Document passage -
--- START ---

The injured bald eagle is still recovering in wildlife rehab in Saunderstown. Unfortunately, her recovery is going “slower than we had hoped,” said Kristin Flether, the executive director of the Wildlife Rehabilitators Association of Rhode Island.

The eagle was shot and found at the Johnson Landfill last week. State and federal officials are investigating.

“She is still not self feeding,” Fletcher said, noting that renowned local wildlife veterinarian Meredith Bird believes the eagle has lead poisoning frm the buckshot and may also have some “neurological issues.”

Fletcher added, “there may be more at play here.”  The eagle has a CAT scan scheduled for today at 2pm.

Eleanor, as the two-year-old female bald eagle is affectionately and unofficially being called, is eating a vitamin powder mixed with water called Carnivore Care. But they’ve been offering her whiting donated from Galilee “with the heads still on,” said Fletcher, but Eleanor isn’t interested.

While this is the first injured eagle the Wildlife Rehabilitators Association of Rhode Island have tended to, it’s by no means the state’s only bald eagle. Chris Raithel, a wildlife biologist with DEM, estimated there are between 10 and 20 bald eagles in Rhode Island this winter. They winter in Rhode Island from as far away as Canada, or the deep south.

“In the early 1980’s, when I first started bird watching, it was unusual to see even one,” he said. This winter, 6 have been spotted at one time on the East Providence Reservoir.

--- END ---

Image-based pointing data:
--- START ---

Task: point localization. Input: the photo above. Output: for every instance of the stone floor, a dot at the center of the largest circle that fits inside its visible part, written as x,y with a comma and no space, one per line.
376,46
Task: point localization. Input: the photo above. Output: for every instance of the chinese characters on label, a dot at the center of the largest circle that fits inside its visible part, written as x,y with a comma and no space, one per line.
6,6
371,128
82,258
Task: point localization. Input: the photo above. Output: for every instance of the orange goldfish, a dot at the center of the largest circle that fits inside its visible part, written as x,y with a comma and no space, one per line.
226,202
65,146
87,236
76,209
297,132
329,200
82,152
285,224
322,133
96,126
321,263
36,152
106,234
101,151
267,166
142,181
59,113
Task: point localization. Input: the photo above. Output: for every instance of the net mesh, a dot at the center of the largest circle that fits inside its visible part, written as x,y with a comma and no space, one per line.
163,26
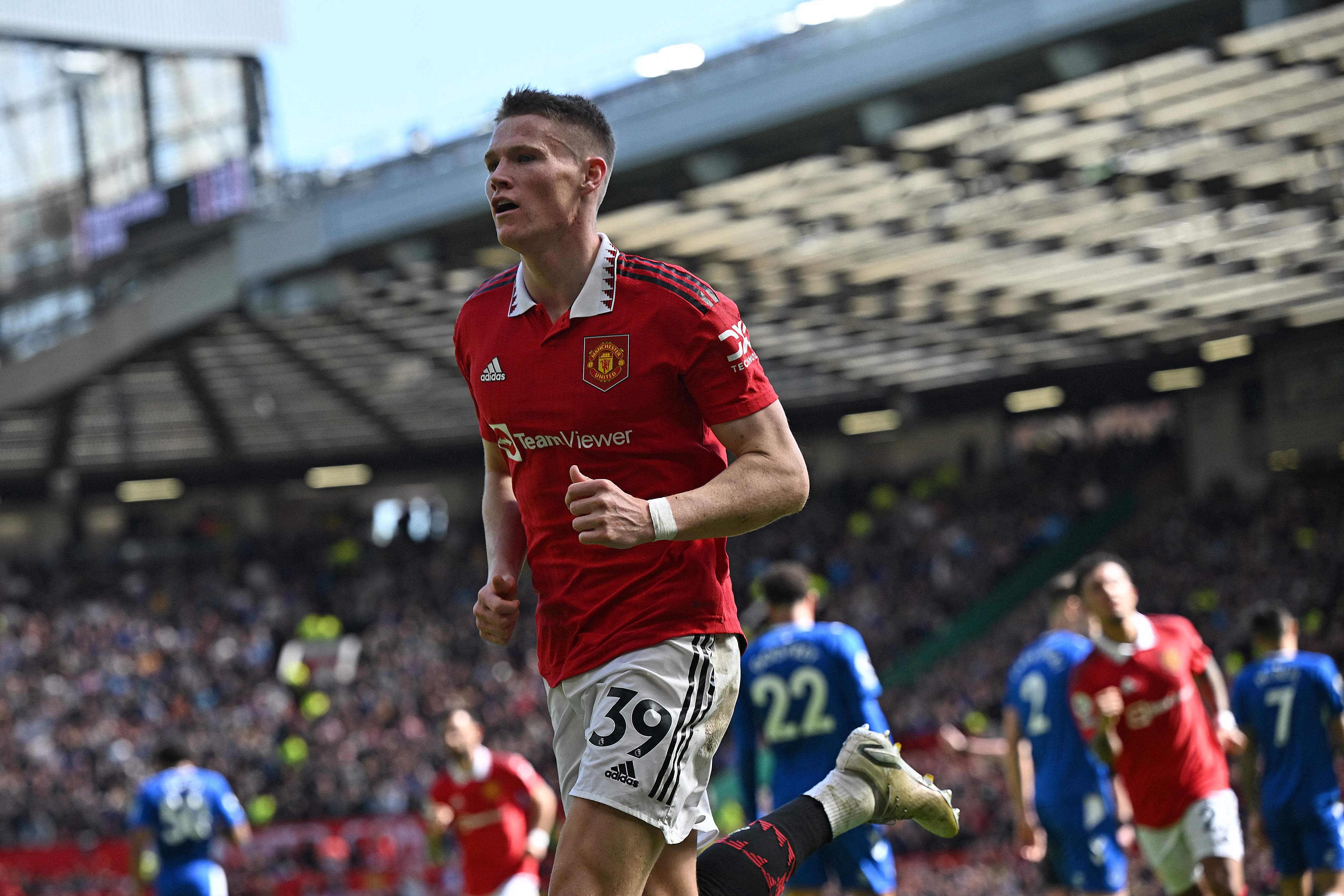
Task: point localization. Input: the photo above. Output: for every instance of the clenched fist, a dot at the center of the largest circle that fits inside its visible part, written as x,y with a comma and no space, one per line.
1111,706
497,609
605,515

--- END ---

Complete the following -
• A. Can you rewrite the paragraph of the bald eagle article that begins "While this is the first injured eagle" more briefly, keeping its main facts?
• B. In the bald eagle article, where was the eagle shot and found?
• C. Extend the bald eagle article by continuing it from its last sentence.

Outputs by task -
• A. The Wildlife Rehabilitators Association of Rhode Island has never cared for an injured eagle before, but this is not the state's only bald eagle. Chris Raithel, a DEM wildlife biologist, estimates that 10 to 20 bald eagles are in Rhode Island this winter. They come from as far away as Canada or the deep south.

• B. At the Johnson Landfill.

• C.
Like other carnivorous birds, bald eagle’s population declined drastically in the 1960’s and 70’s when farmers used DDT to spray crops. A generation after outlawing DDT, eagles, osprey, falcons and pelicans are all making comebacks. They are living evidence that environmental regulation works.

A Bald Eagle flying over Greenwich Cove. (Photo by Jeff Stevens)

“You can see them almost any place at any time,” Raithel said. Some of their more common locales include the Seekonk River near Swan Point Cemetery, 100 Acre Pond in Barrington, Indian Lake in South Kingstown and I saw one over Greenwich Cove just a few weeks ago.

“They prey on fish, ducks and gulls and they tend to hang around where the pickings are good,” he said. “They also scavenge. If a deer dies, they will eat that. They can be seen at fish processing plants.”

The state’s lone known nesting pair has been living over an island on the Scituate Reservoir watershed for about 10 years. Their nest can be seen from Route 116, Raithel said. “It’s been a highly productive pair,” Raithel said. “Every year they have reared young successfully.”

Another view of the bald eagle flying over Greenwich Cove. (Photo by Jeff Stevens)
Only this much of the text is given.